== WHAT THE EXERCISE ASKS ==
Tally the lines in the rows below that contain the string "handle". Reply with the number alone.
::::
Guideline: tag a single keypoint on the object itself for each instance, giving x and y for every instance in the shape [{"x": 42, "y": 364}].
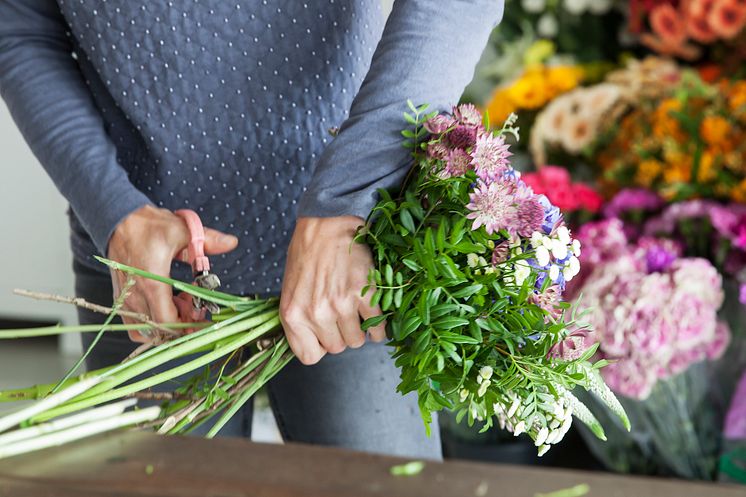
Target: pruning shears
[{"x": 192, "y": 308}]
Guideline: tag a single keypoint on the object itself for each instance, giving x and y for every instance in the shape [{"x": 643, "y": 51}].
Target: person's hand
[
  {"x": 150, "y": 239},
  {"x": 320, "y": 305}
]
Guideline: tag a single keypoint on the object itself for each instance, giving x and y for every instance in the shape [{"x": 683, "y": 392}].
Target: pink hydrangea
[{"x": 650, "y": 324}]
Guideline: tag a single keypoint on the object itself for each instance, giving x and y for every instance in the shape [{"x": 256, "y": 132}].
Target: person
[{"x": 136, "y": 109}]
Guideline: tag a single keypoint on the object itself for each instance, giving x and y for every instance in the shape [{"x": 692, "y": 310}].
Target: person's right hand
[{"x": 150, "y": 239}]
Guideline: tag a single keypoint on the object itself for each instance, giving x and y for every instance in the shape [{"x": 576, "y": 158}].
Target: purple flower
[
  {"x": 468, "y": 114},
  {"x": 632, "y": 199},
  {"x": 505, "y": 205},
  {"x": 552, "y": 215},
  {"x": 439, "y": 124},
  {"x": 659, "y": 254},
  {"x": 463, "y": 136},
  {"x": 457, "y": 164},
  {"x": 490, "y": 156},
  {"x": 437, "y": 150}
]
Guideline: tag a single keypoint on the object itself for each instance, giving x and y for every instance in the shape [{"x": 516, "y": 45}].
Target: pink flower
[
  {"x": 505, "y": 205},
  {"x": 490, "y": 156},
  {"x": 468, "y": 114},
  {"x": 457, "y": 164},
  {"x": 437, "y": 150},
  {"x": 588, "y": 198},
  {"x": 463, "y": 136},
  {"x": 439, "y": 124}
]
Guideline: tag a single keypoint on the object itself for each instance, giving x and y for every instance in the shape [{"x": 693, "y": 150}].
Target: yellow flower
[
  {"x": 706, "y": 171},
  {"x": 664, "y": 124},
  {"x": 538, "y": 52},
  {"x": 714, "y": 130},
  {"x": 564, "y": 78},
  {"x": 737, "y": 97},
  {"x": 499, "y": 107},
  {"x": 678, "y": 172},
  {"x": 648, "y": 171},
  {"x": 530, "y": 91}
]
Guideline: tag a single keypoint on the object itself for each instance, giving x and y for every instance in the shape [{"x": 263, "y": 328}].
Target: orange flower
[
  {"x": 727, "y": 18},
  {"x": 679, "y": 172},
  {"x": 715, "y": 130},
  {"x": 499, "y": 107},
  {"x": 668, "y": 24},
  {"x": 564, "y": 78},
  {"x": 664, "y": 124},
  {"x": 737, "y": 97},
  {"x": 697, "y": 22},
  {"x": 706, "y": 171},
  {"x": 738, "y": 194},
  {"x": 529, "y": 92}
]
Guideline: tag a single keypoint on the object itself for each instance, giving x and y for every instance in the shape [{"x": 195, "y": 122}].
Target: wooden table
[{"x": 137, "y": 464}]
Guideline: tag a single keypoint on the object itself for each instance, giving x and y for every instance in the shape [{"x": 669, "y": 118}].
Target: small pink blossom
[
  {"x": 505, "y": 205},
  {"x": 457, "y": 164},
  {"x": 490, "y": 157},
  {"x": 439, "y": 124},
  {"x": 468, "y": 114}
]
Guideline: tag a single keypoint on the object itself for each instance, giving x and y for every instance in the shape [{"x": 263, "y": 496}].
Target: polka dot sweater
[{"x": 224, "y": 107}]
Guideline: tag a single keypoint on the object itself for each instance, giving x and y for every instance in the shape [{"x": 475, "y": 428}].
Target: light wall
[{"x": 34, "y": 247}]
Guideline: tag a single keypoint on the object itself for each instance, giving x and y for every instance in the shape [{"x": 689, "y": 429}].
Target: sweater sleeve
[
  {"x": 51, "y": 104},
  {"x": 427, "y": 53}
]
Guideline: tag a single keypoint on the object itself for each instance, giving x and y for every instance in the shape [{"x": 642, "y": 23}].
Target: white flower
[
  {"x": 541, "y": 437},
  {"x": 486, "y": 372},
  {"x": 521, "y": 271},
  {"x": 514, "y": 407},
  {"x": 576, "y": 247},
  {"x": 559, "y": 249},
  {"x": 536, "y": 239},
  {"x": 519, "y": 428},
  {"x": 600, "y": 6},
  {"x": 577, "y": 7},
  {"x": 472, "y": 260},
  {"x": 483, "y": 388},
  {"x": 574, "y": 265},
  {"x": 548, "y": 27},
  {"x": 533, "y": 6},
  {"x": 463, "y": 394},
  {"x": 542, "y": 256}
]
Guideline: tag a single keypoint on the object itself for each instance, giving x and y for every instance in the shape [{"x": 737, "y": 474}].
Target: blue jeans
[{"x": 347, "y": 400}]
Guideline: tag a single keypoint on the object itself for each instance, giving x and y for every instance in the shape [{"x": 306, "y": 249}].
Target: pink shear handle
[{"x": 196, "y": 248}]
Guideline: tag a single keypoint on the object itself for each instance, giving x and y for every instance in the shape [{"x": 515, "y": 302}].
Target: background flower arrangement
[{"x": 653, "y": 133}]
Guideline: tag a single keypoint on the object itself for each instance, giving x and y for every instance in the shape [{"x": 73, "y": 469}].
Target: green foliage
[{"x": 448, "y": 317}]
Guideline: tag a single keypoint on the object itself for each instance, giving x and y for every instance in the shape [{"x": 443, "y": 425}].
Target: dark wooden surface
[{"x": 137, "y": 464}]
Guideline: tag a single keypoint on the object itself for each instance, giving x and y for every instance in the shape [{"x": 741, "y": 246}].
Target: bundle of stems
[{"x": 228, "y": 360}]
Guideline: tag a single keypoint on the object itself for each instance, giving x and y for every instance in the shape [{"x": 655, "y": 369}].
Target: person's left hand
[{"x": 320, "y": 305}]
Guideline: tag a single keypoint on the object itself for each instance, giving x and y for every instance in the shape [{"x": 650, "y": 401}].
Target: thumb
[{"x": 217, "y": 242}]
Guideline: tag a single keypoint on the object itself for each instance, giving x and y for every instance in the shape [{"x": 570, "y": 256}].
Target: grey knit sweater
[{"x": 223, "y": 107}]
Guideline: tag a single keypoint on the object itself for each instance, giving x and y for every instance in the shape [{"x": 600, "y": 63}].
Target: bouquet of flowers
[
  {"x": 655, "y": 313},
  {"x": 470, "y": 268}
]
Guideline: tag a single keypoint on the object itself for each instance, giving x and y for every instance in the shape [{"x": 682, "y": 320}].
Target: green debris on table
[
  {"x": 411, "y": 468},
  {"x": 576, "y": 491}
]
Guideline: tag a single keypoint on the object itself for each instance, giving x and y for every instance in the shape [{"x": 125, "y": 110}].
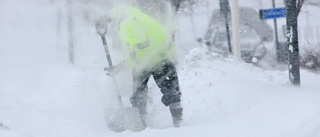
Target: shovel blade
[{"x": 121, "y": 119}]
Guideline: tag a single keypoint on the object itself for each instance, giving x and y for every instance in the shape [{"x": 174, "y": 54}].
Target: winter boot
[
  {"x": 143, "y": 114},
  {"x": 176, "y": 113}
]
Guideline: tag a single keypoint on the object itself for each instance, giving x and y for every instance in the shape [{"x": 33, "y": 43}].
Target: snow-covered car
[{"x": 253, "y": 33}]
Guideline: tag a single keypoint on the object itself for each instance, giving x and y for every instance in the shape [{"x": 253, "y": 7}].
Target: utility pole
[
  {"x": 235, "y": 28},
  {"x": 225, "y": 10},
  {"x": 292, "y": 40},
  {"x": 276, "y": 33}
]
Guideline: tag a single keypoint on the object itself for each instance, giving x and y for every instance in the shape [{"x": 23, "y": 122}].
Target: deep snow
::::
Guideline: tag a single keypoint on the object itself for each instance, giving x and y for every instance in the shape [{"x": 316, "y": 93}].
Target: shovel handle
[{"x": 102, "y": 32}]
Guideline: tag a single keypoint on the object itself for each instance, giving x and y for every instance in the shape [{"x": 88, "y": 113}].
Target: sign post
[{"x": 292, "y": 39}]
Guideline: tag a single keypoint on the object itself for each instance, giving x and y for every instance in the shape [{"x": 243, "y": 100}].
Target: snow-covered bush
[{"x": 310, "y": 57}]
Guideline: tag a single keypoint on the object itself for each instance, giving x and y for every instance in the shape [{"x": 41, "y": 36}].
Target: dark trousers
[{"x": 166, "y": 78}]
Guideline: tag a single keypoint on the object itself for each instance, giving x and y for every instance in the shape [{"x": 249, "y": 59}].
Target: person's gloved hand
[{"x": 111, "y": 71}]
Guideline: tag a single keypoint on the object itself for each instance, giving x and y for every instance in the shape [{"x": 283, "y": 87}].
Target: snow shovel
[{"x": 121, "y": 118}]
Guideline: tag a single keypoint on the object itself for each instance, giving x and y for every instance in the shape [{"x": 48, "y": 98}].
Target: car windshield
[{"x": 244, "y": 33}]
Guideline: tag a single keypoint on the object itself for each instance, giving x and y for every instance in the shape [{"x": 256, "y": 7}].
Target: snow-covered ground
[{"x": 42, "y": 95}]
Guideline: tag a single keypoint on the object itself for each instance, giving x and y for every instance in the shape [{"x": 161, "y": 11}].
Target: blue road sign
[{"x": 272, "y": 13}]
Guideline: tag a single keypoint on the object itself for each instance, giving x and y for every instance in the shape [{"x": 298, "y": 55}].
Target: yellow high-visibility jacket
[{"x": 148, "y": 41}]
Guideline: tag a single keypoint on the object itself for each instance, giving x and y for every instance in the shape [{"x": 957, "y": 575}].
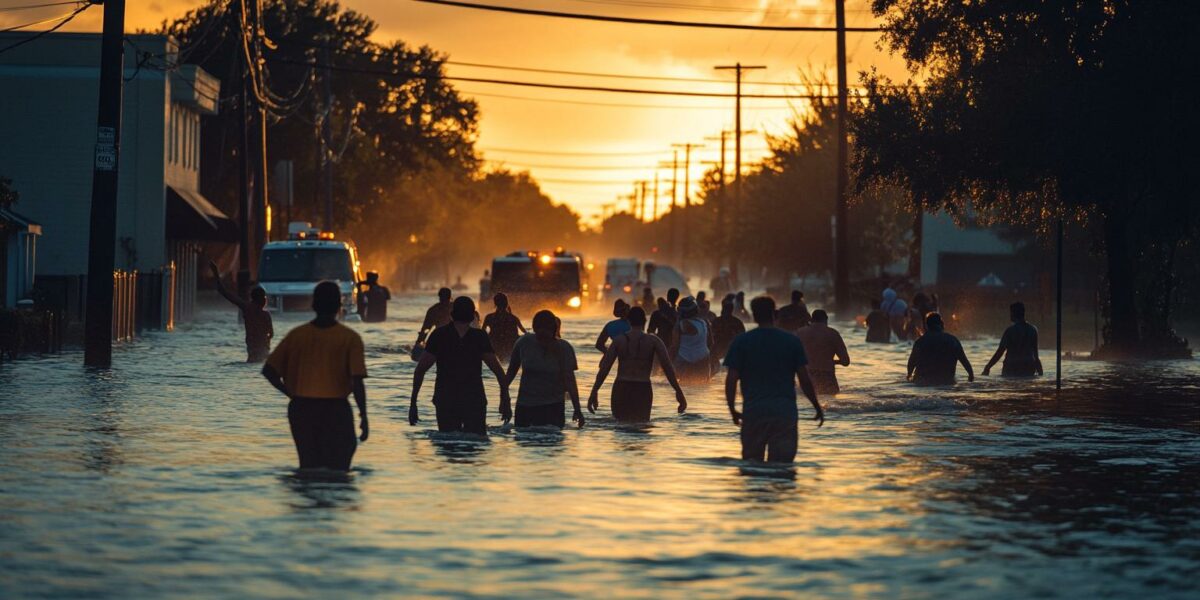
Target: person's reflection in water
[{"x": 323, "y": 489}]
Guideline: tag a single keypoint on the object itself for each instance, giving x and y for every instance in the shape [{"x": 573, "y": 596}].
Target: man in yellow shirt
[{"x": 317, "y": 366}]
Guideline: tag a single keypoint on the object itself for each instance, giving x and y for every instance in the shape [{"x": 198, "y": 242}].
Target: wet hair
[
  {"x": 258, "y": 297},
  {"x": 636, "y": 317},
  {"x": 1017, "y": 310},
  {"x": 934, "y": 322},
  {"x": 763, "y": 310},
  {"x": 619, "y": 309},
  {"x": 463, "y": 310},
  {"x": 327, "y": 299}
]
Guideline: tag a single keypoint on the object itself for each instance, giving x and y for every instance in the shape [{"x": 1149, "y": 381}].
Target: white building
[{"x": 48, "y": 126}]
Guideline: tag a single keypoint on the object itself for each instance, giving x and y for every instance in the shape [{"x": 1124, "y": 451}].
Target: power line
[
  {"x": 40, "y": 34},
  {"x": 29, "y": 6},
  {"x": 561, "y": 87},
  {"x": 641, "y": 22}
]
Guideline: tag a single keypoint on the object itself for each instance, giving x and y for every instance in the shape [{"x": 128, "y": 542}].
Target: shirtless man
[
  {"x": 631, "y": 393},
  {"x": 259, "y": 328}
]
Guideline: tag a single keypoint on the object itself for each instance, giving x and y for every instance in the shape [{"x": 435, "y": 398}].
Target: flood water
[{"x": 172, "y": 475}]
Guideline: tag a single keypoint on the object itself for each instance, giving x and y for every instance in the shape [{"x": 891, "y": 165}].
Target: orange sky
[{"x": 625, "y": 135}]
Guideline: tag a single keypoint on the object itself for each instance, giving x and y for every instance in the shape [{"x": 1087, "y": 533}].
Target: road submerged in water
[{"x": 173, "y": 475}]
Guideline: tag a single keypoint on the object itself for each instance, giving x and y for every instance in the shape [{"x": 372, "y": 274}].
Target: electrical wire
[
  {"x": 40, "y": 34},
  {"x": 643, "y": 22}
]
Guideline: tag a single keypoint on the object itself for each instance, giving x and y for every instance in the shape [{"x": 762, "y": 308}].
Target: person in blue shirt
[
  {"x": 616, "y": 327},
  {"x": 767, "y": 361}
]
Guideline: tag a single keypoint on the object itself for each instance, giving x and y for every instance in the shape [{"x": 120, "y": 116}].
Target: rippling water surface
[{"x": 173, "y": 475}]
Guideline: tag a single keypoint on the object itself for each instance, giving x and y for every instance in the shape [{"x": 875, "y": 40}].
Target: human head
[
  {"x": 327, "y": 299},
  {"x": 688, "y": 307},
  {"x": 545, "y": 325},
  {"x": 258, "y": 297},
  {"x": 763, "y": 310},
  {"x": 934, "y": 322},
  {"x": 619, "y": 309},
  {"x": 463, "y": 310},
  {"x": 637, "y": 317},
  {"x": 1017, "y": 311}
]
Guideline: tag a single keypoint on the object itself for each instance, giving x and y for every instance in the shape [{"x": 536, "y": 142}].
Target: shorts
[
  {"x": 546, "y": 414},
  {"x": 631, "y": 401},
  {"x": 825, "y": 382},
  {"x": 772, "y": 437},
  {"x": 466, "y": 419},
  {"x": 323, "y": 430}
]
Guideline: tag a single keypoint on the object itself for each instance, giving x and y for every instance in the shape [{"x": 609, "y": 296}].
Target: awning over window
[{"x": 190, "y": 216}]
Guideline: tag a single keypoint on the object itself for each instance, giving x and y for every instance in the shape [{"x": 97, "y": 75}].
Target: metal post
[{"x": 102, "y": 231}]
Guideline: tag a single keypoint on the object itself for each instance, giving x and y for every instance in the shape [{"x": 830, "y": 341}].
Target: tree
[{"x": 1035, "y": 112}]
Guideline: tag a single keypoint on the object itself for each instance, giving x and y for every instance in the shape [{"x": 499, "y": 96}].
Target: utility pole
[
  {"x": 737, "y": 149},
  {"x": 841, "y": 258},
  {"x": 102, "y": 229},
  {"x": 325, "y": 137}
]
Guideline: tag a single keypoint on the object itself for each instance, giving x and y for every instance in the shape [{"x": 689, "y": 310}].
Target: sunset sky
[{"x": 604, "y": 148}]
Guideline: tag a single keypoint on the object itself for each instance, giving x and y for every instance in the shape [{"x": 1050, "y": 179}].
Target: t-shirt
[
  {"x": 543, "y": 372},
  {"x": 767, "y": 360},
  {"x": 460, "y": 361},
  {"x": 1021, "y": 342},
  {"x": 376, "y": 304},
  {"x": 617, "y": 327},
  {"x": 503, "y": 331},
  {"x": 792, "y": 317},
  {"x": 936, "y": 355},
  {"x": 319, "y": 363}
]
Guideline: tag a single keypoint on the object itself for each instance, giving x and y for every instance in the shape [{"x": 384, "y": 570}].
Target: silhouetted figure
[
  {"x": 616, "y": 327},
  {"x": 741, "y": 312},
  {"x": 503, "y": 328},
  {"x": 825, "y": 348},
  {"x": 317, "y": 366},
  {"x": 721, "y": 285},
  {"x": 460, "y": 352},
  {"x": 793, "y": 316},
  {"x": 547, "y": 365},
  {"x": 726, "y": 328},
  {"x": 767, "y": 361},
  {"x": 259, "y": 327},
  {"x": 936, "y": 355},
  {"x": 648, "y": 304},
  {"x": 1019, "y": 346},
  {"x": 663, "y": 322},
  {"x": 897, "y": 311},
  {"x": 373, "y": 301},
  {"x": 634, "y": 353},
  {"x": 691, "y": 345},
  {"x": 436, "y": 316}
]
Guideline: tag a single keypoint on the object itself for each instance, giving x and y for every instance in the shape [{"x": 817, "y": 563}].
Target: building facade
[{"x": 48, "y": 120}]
::::
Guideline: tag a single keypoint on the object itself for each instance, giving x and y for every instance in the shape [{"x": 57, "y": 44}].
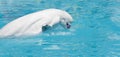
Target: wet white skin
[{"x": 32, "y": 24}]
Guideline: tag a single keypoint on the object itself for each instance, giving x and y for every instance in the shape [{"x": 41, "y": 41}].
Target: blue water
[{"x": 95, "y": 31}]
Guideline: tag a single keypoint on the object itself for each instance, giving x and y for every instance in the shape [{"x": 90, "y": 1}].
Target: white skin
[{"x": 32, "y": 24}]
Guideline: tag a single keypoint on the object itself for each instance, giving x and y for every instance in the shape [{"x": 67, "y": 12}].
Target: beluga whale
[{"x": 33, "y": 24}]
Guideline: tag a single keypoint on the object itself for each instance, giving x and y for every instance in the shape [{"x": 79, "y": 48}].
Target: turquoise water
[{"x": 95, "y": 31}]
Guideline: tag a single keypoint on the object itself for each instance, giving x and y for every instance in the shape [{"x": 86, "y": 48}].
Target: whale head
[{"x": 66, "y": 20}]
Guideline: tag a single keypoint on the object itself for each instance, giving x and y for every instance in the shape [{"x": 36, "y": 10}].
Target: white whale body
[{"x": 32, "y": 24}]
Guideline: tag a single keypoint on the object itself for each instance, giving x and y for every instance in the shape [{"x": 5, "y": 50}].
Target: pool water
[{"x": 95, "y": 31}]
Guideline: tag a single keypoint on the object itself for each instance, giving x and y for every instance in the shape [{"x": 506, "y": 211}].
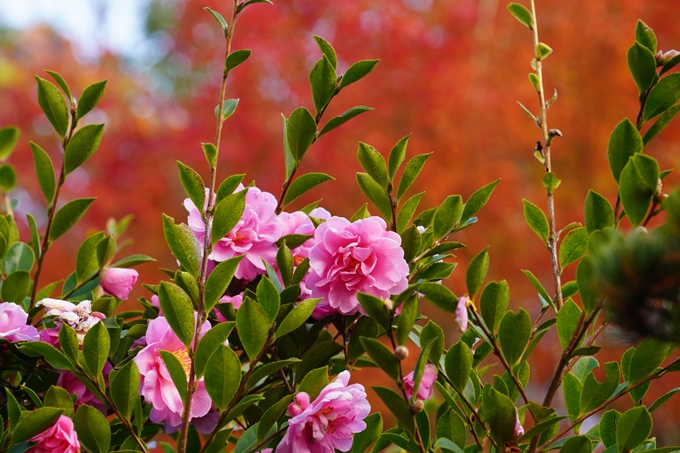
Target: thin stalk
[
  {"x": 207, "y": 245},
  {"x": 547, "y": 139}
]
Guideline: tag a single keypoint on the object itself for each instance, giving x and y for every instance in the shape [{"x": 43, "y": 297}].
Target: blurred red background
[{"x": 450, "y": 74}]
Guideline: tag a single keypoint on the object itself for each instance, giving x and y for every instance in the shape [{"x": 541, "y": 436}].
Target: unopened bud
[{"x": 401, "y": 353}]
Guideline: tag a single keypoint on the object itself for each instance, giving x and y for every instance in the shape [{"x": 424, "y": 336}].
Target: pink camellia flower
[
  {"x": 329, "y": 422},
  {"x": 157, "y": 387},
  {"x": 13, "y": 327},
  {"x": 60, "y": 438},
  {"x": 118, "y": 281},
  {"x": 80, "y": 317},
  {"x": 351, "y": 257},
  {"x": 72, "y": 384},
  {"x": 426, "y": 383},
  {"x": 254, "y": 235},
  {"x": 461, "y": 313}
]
::::
== RESULT OF THIS EXERCISE ==
2